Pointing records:
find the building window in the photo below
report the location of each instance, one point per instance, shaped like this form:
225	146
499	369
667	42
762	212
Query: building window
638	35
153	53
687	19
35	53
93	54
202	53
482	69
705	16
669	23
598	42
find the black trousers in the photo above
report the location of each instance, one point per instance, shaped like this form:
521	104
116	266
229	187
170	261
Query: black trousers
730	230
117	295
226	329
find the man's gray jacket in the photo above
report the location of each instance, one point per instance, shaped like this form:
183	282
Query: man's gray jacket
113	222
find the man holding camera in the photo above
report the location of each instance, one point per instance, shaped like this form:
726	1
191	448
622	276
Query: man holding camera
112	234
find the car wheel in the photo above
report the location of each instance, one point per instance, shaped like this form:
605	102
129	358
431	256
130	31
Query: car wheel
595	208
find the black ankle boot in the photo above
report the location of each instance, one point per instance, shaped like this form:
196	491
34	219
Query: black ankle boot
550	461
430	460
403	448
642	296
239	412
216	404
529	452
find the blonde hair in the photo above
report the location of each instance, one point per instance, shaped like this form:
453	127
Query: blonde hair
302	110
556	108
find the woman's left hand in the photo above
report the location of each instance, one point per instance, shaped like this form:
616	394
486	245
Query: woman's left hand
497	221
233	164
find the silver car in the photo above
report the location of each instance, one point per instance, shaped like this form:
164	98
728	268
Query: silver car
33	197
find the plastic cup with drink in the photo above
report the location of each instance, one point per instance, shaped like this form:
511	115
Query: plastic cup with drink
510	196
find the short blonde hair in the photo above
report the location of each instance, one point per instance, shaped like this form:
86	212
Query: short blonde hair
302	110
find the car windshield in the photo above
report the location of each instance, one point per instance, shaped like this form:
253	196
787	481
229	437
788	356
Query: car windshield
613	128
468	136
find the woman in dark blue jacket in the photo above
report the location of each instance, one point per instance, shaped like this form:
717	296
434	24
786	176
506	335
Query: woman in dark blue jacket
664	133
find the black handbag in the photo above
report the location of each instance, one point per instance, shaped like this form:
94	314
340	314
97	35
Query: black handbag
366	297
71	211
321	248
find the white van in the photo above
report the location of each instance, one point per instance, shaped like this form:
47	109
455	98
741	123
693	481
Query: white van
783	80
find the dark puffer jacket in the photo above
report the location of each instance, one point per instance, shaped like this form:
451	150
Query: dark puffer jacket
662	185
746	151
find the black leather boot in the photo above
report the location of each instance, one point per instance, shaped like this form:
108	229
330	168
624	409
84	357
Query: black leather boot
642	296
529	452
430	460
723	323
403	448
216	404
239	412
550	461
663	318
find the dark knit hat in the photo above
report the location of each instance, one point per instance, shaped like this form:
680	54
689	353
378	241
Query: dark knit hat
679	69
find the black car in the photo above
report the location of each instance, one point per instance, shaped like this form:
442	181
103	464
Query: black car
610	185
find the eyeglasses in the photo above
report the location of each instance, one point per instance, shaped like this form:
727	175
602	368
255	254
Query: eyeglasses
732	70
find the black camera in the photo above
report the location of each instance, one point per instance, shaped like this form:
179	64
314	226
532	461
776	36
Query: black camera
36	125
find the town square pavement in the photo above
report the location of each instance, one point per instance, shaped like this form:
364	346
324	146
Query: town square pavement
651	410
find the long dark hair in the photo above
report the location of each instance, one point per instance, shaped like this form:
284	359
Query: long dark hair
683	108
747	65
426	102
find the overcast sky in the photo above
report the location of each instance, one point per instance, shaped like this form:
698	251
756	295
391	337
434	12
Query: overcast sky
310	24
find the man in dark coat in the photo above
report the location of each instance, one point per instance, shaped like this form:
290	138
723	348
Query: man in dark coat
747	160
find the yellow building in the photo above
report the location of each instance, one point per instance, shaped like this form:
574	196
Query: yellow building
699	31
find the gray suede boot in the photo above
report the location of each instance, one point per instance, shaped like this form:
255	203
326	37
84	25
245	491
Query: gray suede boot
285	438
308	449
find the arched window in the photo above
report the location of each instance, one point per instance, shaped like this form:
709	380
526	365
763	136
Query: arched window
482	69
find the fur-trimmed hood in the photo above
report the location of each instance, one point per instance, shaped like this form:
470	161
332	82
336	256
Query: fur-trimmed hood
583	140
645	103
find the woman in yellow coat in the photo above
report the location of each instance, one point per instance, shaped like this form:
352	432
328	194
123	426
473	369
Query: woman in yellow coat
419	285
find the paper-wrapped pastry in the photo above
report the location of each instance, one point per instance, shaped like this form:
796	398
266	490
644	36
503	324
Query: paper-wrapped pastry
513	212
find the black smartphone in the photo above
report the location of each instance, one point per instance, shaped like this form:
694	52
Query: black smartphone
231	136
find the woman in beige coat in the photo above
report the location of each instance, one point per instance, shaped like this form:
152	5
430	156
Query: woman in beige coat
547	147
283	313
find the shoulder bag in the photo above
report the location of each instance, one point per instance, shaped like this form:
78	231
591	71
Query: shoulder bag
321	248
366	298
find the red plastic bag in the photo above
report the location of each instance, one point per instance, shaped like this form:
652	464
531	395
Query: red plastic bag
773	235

Description of the task: Return the lines beginning at the one that contains "find the woman in yellow" and continuing through the last line of the data, exactly as they stand and without any others.

Correct response:
find the woman in yellow coat in the photo above
report the location of each instance, one point per instance, shaped like this form:
352	432
328	194
123	426
473	369
Query: woman in yellow coat
419	285
find the paper-wrapped pastry in the photo above
report the location of each instance, one point per instance, shaped like this form:
796	398
266	490
644	36
503	324
Query: paper-wrapped pastry
513	212
find the black smartphone in the photo above
report the location of each instance, one point per instance, shaped like this form:
694	52
Query: black smartphone
231	136
find the woman in beige coat in the photo above
report the location of each instance, one point per instance, shaped like this form:
152	5
430	156
Query: woman in beige coat
547	147
283	313
find the shoulder bag in the photo above
report the location of each instance, one point per instance, shaped like this form:
78	231
591	71
Query: shoulder bag
321	248
366	298
find the red plastic bag in the photo above
report the location of each instance, one point per instance, shaped like this form:
652	464
531	395
Query: red plastic bag
773	235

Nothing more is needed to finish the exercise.